- **Task to carry out**: Locate the line bearing "Target: house facade" in the material below, then reproduce it and each following line up to and including the line bearing "Target: dark blue background".

Start of Block

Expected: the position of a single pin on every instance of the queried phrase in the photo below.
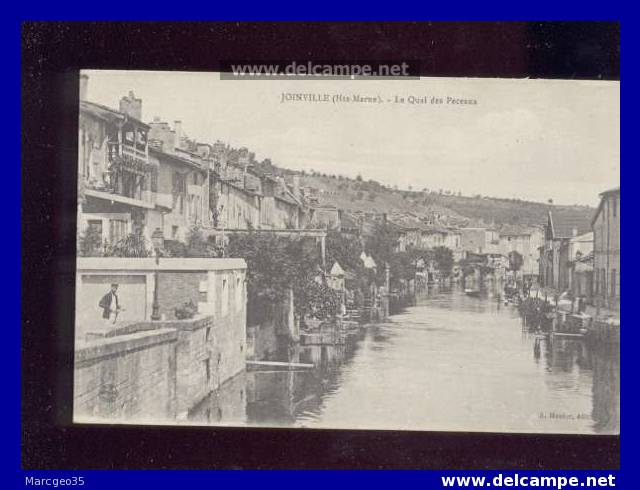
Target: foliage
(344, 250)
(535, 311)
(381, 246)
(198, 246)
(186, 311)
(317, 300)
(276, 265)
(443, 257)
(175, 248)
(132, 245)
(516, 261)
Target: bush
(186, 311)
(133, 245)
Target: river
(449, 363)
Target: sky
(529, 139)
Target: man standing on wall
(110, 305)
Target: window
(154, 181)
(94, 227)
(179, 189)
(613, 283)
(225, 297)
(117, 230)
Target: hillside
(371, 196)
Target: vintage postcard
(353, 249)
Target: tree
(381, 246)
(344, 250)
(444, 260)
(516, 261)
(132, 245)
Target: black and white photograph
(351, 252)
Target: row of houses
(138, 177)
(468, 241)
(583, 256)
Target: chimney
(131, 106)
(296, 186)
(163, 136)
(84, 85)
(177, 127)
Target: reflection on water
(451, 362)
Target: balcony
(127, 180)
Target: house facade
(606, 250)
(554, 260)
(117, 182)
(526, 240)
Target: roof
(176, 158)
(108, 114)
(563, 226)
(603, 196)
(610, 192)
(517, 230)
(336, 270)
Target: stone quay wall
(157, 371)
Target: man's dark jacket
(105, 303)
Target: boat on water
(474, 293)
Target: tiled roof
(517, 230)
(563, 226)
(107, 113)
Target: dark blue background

End of Block
Start of Block

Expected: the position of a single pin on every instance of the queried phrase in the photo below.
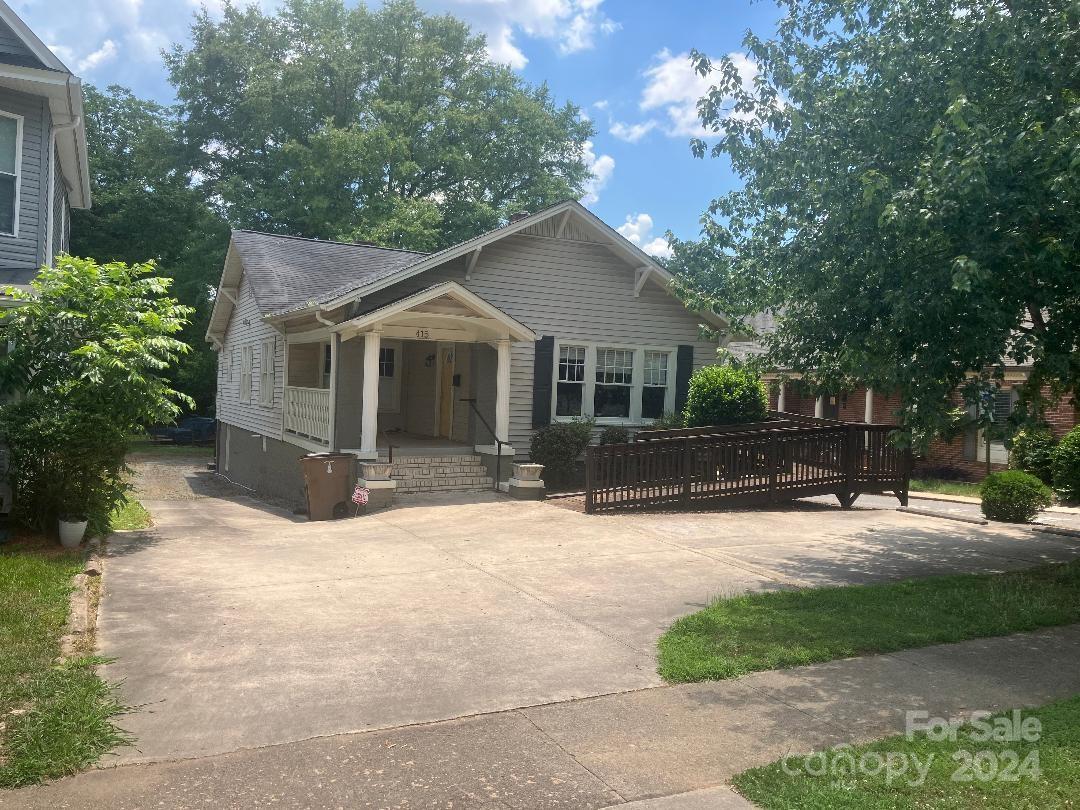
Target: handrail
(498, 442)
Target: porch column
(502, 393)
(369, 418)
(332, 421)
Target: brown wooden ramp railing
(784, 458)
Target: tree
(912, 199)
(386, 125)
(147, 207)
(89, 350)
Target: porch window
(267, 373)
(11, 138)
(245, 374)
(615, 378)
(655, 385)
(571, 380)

End of Block

- **Answer section**:
Target: house facade
(606, 250)
(554, 260)
(117, 182)
(526, 240)
Target: roof
(176, 158)
(108, 114)
(563, 226)
(603, 196)
(610, 192)
(517, 230)
(336, 270)
Target: stone quay wall
(157, 371)
Target: man's dark jacket
(105, 303)
Target: boat on water
(474, 293)
Target: tiled roof
(517, 230)
(563, 226)
(107, 113)
Target: dark blue background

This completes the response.